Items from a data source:
-----

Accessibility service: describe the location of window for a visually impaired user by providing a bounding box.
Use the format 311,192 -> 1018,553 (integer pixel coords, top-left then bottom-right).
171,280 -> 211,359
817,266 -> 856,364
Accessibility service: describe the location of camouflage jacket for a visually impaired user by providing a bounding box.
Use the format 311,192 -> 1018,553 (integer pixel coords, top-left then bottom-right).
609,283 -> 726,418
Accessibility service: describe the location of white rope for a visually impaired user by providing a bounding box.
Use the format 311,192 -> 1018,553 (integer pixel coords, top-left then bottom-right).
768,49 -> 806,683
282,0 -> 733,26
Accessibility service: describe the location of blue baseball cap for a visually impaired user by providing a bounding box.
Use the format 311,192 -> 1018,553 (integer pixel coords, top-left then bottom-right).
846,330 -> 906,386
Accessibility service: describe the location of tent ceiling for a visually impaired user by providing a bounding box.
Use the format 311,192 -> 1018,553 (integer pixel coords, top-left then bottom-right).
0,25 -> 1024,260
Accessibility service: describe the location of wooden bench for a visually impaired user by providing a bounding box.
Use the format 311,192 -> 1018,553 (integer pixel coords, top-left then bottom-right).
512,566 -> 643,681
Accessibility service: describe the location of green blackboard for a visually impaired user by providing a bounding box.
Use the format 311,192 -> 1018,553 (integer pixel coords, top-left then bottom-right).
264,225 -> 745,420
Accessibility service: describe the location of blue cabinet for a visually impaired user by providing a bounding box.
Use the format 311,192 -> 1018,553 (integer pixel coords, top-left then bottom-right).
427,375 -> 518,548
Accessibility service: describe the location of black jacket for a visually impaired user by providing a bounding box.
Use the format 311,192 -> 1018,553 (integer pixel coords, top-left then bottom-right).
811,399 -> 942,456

-----

Exercise aim> Could you repeat every line of the items from the start through the line containing "609,283 -> 726,418", inclusive, requests and all, but raise each pixel coordinate in the answers by 34? Give only those lines.

Response>
Accessibility service: describe the location of window for a visually impaired user by providing a bounding box.
Use the format 311,192 -> 1018,553 (integer pixel coords, top-left then bottom-right).
205,314 -> 245,393
851,300 -> 890,398
Accessibility service: describe the location of camouflage jacket for a visually impaired user by providing a bounding box.
Use the format 311,192 -> 1018,553 (integer pixel coords, top-left then bottom-right).
643,317 -> 760,452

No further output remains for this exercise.